Exercise details →
Begin at the line that contains "[mark] the green shrub" and repeat every line from there to the end of the records below, inclusive, without adding any other line.
##### Provided information #####
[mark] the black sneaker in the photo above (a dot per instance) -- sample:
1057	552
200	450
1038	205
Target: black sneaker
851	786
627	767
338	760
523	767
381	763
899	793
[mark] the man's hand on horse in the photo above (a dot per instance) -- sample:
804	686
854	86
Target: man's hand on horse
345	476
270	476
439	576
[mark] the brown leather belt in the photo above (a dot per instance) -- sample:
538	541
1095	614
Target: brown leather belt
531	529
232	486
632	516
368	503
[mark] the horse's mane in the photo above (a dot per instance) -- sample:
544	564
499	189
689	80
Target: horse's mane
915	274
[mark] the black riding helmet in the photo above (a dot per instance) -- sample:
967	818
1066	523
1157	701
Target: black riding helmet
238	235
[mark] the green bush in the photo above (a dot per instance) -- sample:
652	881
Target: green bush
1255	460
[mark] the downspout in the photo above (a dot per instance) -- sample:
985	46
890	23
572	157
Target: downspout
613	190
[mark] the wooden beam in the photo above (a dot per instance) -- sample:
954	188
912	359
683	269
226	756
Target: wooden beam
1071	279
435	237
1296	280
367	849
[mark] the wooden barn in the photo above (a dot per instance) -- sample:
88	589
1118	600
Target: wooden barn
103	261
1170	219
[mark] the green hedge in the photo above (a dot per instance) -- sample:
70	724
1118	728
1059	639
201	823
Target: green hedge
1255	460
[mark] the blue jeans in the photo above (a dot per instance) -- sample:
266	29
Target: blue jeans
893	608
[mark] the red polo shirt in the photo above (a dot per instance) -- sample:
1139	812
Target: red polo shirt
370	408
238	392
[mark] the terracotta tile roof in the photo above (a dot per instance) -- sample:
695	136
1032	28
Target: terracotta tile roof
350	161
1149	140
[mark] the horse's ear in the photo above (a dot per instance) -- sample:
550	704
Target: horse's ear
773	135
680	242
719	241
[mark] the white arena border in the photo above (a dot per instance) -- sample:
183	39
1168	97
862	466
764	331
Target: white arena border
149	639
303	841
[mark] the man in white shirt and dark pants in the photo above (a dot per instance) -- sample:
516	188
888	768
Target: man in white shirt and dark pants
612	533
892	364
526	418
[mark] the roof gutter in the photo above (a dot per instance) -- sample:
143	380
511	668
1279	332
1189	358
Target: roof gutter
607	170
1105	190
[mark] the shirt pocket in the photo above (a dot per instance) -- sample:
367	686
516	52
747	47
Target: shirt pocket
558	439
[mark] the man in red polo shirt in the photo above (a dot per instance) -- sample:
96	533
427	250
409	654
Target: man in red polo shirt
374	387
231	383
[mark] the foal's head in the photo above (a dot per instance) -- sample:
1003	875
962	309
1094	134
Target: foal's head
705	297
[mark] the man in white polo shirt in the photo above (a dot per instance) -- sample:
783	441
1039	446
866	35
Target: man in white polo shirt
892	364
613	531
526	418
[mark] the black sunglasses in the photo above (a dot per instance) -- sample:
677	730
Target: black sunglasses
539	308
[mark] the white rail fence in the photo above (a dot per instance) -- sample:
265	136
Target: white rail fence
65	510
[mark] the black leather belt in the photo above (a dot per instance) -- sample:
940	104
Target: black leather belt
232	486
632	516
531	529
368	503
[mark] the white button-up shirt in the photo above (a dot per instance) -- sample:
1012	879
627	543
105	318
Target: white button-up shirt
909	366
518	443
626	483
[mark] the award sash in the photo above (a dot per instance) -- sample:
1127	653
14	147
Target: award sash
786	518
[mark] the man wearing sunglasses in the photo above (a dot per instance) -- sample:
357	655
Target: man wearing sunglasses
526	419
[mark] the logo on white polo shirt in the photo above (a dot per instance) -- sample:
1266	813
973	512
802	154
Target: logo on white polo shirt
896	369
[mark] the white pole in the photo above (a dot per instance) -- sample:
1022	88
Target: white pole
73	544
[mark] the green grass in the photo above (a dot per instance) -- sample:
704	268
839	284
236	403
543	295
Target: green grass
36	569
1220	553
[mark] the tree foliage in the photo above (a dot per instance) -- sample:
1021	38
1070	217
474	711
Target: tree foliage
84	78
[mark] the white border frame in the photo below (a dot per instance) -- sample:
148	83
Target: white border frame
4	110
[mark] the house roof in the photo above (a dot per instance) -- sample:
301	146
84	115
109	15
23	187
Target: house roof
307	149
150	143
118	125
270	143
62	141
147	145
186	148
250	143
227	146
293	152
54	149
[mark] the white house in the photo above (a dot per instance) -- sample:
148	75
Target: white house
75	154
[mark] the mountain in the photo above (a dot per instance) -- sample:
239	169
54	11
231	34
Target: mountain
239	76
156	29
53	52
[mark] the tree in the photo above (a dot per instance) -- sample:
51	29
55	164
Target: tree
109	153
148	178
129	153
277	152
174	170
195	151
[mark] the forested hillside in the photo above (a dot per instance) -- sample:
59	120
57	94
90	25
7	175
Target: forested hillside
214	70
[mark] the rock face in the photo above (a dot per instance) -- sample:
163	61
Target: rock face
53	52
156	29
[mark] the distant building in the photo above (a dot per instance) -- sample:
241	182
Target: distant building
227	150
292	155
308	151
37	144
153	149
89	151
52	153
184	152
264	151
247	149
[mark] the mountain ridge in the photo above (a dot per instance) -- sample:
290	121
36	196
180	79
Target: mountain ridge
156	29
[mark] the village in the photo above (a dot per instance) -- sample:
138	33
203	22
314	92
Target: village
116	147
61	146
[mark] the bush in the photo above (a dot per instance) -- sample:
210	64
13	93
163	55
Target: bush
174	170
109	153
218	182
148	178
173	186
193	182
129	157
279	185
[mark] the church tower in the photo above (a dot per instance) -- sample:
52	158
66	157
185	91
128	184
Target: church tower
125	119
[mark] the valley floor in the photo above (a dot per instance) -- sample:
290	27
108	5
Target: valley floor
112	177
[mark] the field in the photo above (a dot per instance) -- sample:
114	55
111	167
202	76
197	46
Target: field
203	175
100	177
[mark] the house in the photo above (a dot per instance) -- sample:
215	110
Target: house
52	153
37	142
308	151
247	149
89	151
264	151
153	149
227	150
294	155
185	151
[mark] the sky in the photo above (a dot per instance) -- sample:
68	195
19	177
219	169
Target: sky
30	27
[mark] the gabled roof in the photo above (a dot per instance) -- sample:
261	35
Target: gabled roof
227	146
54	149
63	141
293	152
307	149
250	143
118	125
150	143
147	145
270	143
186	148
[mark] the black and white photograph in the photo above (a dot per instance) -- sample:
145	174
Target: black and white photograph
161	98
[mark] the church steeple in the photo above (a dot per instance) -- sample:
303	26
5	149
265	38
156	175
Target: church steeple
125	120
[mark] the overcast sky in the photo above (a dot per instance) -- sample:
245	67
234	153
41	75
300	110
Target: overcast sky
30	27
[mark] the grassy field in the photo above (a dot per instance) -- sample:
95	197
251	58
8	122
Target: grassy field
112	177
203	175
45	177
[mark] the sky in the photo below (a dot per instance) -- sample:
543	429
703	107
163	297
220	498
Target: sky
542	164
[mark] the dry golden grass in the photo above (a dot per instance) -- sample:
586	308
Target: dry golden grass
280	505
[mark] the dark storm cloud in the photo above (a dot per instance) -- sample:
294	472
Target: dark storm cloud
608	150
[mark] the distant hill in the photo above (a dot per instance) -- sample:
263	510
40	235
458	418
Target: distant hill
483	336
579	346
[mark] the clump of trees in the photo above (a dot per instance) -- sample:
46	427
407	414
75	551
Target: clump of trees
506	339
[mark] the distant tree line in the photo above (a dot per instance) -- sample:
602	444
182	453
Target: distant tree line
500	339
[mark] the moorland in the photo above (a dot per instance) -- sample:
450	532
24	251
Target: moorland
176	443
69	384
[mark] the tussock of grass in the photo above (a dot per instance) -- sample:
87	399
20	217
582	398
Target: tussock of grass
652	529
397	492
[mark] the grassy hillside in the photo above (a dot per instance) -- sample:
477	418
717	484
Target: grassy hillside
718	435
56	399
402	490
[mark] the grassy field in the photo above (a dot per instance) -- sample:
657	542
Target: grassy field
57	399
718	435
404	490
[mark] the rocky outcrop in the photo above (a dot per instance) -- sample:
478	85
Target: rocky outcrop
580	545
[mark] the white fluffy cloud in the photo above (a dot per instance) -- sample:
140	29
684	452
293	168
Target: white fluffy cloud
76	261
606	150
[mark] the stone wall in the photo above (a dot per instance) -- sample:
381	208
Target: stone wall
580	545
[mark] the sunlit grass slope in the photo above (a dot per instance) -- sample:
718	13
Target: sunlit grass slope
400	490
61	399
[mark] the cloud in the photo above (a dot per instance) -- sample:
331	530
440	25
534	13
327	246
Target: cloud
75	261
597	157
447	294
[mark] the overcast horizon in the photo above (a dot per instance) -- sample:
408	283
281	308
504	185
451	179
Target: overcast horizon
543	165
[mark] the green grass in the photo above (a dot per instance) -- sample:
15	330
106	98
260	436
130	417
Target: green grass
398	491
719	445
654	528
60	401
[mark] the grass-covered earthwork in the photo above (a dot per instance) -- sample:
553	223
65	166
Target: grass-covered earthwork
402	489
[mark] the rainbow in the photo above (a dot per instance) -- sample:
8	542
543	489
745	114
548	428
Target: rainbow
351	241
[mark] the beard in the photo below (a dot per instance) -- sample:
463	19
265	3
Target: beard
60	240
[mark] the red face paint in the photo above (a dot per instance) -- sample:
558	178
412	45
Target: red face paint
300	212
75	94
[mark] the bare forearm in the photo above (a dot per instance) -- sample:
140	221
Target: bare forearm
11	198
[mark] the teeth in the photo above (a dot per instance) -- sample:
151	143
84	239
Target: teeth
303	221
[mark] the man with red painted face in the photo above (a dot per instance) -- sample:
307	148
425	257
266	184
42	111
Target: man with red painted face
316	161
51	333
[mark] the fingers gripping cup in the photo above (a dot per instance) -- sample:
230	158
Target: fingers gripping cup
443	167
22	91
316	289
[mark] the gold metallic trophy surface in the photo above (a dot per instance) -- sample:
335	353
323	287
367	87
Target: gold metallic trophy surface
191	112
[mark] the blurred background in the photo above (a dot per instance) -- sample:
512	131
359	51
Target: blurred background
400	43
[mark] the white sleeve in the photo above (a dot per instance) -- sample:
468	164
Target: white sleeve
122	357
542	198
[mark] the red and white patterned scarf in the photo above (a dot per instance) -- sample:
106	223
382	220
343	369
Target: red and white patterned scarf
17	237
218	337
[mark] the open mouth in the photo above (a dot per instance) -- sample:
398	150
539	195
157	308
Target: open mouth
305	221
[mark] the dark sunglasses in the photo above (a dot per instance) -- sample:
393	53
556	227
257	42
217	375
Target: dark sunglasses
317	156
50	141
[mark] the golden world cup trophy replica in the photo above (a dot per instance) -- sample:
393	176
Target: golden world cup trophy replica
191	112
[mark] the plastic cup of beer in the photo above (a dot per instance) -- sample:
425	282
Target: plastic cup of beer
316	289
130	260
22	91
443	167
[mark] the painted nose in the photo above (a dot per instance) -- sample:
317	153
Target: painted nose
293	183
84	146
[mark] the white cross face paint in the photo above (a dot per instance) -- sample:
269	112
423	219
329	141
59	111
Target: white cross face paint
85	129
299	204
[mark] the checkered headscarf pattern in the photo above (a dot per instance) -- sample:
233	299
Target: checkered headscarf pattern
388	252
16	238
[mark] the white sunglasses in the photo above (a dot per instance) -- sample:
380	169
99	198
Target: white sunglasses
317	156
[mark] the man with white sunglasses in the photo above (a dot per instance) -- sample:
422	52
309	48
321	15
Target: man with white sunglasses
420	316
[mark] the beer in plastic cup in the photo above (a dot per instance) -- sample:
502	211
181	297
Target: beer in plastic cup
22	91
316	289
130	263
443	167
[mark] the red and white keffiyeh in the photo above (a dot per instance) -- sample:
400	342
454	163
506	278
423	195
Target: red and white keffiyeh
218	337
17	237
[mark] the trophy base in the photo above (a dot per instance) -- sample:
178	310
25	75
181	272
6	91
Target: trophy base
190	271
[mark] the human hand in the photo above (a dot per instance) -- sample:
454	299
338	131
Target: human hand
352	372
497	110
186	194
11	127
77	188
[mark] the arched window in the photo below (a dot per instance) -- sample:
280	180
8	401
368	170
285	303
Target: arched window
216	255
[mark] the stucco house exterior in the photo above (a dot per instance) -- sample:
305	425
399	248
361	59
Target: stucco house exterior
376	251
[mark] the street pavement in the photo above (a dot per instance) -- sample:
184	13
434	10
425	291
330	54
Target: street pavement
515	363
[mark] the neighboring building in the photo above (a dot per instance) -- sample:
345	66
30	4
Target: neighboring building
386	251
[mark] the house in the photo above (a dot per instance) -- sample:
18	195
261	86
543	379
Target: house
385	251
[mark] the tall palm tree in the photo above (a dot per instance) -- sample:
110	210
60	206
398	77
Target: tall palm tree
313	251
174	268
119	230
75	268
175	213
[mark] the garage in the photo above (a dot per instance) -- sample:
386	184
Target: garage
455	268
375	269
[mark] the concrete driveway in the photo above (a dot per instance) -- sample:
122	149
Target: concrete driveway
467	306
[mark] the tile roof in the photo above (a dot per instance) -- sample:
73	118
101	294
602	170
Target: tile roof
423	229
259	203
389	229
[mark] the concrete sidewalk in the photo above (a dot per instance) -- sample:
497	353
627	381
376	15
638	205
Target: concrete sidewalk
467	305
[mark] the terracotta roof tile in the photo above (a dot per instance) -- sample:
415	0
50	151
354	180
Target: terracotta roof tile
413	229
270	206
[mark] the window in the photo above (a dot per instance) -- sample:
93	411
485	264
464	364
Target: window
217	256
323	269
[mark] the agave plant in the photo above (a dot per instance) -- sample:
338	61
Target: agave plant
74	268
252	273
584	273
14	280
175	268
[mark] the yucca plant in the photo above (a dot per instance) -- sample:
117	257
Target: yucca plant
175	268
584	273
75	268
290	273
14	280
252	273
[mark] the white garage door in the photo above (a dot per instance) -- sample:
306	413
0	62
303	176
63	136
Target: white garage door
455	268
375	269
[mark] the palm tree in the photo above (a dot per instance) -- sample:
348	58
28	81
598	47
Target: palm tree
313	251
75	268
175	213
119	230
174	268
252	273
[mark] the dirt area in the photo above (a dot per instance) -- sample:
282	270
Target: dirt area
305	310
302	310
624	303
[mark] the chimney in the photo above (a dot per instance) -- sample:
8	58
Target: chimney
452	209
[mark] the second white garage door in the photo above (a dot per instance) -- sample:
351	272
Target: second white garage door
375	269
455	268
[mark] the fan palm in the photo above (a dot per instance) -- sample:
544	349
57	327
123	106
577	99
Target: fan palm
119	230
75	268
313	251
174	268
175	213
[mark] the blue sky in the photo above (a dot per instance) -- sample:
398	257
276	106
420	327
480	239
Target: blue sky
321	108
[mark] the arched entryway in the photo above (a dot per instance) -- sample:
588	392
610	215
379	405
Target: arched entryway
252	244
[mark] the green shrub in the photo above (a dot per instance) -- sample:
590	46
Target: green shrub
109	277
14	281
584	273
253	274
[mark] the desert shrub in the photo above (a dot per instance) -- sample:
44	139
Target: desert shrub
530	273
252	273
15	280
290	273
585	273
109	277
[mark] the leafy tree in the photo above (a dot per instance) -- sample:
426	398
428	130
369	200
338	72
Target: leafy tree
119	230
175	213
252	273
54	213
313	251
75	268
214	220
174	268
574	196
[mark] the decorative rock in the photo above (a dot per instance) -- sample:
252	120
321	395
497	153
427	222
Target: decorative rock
#####
Right answer →
[mark] the green shrub in the photo above (a dot per instance) -- sample:
590	46
Target: green shrub
109	277
14	281
584	273
253	274
[mark] the desert shrub in the photo above (a dot per instance) -- sample:
44	139
Target: desert shrub
530	273
252	273
15	280
290	273
585	273
109	277
[mark] the leafy tree in the photo above (a dot per instance) -- sample:
426	398
428	130
369	200
338	72
Target: leafy tree
119	230
175	213
252	273
54	213
313	251
75	268
214	220
174	268
574	196
[mark] the decorative rock in the photo above (a dot per instance) -- sample:
252	120
321	395
497	153
427	222
Target: decorative rock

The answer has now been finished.